**Texto para leitura:**
────────────────────

EDUARDO GIANNETTI DA FONSECA

Giannetti elogia política macroeconômica, mas diz que chance de corrigir "federalismo truncado" foi desperdiçada

Economista vê risco de guinada populista em cenário de crise

FERNANDO DE BARROS E SILVA
EDITOR DE BRASIL
RAFAEL CARIELLO
DA REPORTAGEM LOCAL

A conversão ideológica à direita do grupo dirigente petista durante a campanha eleitoral de 2002 abre precedente para uma outra, segundo o economista Eduardo Giannetti da Fonseca, 46. Luiz Inácio Lula da Silva pode dar uma guinada populista na segunda metade do seu mandato, ele diz.
A possibilidade se baseia, segundo o professor do Ibmec, na fragilidade ideológica contida no movimento que culminou na "Carta ao Povo Brasileiro", em que Lula se comprometeu com a ortodoxia macroeconômica, no curso da campanha eleitoral.
"Com a mesma ligeireza e superficialidade com que eles mudaram de orientação doutrinária a seis meses da eleição, eles podem mudar, em outra direção, se a coisa complicar muito", afirma.
O cenário em que "a coisa complica muito" é o de crise econômica, com dificuldade de crescimento sustentado e aumento da tensão social. Nesse momento, ele avalia, a base de sustentação do governo, "fisiológica", se desfaria com grande facilidade e, então, a "tentação de uma guinada populista será muito forte".
Esse seria o pior cenário, ele diz. O melhor, de toda forma, já teria sido perdido. Giannetti avalia que o governo desperdiçou a oportunidade de, na reforma tributária, mudar o que chama de "federalismo truncado". Por "falta de projeto" nessa reforma, declara o economista, o governo repete a solução de aumentar a carga tributária para pagar o custo de um Estado conceitualmente equivocado. A seguir, trechos da entrevista, concedida no escritório de sua casa, em São Paulo.
 

Folha - No seu livro "Nada é Tudo", o sr. cita uma frase de Milton Friedman: "Um novo governo, com a intenção de fazer importantes mudanças em seu país, tem de seis a nove meses para fazê-lo. É o período da lua-de-mel. Passada essa fase inicial, a tirania do status quo se impõe. [...] A partir desse ponto, pouco poderá ser feito". Isso vale para o governo Lula? Eles aproveitaram esse momento?

────────────────────

**Itens fornecidos:**
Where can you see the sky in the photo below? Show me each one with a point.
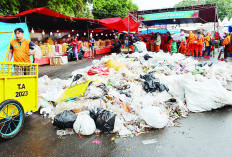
(155, 4)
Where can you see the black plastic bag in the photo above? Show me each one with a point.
(151, 84)
(104, 119)
(65, 120)
(146, 57)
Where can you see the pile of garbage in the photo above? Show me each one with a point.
(129, 94)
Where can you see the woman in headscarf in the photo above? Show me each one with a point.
(191, 43)
(199, 45)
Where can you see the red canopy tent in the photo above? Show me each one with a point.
(125, 24)
(47, 19)
(110, 20)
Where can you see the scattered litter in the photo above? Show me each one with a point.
(151, 141)
(104, 119)
(65, 120)
(96, 142)
(65, 132)
(129, 94)
(84, 124)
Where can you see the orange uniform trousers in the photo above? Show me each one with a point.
(199, 48)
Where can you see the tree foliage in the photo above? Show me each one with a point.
(112, 8)
(77, 8)
(224, 7)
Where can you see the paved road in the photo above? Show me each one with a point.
(205, 134)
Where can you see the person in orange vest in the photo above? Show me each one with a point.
(152, 42)
(207, 45)
(226, 43)
(169, 42)
(191, 43)
(157, 42)
(183, 43)
(22, 49)
(199, 45)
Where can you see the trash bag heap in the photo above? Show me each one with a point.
(130, 94)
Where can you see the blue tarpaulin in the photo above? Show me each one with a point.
(172, 31)
(5, 37)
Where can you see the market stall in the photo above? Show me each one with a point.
(53, 32)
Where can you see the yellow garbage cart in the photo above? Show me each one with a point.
(18, 94)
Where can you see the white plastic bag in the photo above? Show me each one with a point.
(154, 116)
(207, 95)
(84, 124)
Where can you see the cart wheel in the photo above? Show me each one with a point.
(11, 118)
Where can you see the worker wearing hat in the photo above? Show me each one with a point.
(226, 43)
(199, 45)
(191, 44)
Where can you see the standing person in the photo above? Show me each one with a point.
(157, 42)
(226, 43)
(191, 43)
(75, 49)
(199, 46)
(152, 42)
(22, 49)
(207, 45)
(183, 43)
(169, 42)
(91, 46)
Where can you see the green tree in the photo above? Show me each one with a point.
(77, 8)
(112, 8)
(224, 7)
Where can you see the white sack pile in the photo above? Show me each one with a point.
(149, 90)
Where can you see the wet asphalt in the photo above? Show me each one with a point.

────────────────────

**Lista de tarefas:**
[1] Como fica em inglês a frase "Luiz Inácio Lula da Silva pode dar uma guinada populista na segunda metade do seu mandato, ele diz.", da entrevista com Giannetti?
[2] Pode reproduzir palavra por palavra o trecho da entrevista com Giannetti que começa nas palavras "A conversão ideológica" e termina em "da campanha eleitoral."?

**Respostas aos exercícios:**
[1] Luiz Inácio Lula da Silva may take a populist turn in the second half of his term, he says.

[2]
A conversão ideológica à direita do grupo dirigente petista durante a campanha eleitoral de 2002 abre precedente para uma outra, segundo o economista Eduardo Giannetti da Fonseca, 46. Luiz Inácio Lula da Silva pode dar uma guinada populista na segunda metade do seu mandato, ele diz.
A possibilidade se baseia, segundo o professor do Ibmec, na fragilidade ideológica contida no movimento que culminou na "Carta ao Povo Brasileiro", em que Lula se comprometeu com a ortodoxia macroeconômica, no curso da campanha eleitoral.